==== STORED ROWS ====
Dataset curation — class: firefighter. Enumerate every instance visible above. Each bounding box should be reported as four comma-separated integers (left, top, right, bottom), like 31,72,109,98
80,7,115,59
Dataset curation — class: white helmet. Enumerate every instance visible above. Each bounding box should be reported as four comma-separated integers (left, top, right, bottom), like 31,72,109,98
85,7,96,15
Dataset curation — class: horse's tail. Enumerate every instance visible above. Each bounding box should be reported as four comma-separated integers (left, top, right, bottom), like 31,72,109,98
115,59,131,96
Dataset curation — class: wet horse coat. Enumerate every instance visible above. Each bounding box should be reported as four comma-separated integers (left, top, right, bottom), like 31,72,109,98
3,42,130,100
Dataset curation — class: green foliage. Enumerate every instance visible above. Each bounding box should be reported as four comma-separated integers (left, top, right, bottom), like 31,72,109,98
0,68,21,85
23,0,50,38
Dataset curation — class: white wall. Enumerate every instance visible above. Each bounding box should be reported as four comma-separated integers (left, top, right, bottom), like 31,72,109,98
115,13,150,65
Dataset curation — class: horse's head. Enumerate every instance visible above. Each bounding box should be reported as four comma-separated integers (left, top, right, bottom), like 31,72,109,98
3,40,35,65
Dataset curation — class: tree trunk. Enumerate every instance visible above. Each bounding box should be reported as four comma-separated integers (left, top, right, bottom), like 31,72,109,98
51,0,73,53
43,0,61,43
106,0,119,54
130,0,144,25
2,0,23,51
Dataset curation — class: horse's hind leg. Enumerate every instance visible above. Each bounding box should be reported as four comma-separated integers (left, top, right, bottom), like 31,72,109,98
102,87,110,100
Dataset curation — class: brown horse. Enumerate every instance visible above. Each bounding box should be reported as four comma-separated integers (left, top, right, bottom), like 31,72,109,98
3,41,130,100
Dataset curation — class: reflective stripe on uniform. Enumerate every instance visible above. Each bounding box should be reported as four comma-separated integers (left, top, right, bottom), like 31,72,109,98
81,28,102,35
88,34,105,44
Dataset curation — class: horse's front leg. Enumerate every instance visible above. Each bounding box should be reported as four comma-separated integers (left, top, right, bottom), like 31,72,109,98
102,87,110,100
====
==== STORED ROWS ====
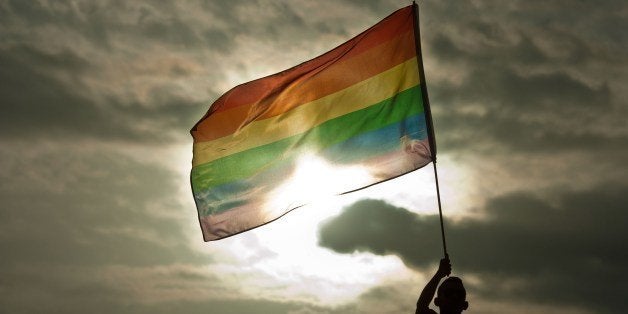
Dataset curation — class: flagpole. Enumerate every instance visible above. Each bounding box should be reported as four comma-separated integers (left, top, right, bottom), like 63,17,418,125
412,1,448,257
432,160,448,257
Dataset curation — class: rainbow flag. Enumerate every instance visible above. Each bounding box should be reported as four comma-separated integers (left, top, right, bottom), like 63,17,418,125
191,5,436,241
====
==== STORED ROWS ====
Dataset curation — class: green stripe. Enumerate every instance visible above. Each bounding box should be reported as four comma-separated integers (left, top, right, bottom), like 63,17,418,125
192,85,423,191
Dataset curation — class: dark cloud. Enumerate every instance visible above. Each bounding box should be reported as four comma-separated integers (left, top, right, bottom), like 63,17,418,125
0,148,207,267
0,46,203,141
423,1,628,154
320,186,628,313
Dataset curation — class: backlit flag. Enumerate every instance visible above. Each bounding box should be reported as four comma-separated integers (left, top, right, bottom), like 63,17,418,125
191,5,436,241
====
Output everything in the listing above from the line containing "Dataset curation — class: firefighter." down to the line containing "80,7,115,59", both of those lines included, reproducing each line without any change.

Dataset curation — class: firefighter. Enumerate every instance visible above. Each bounding box should be reported as four comma-separated integers (left, top, right, bottom), like 31,72,109,98
80,7,115,59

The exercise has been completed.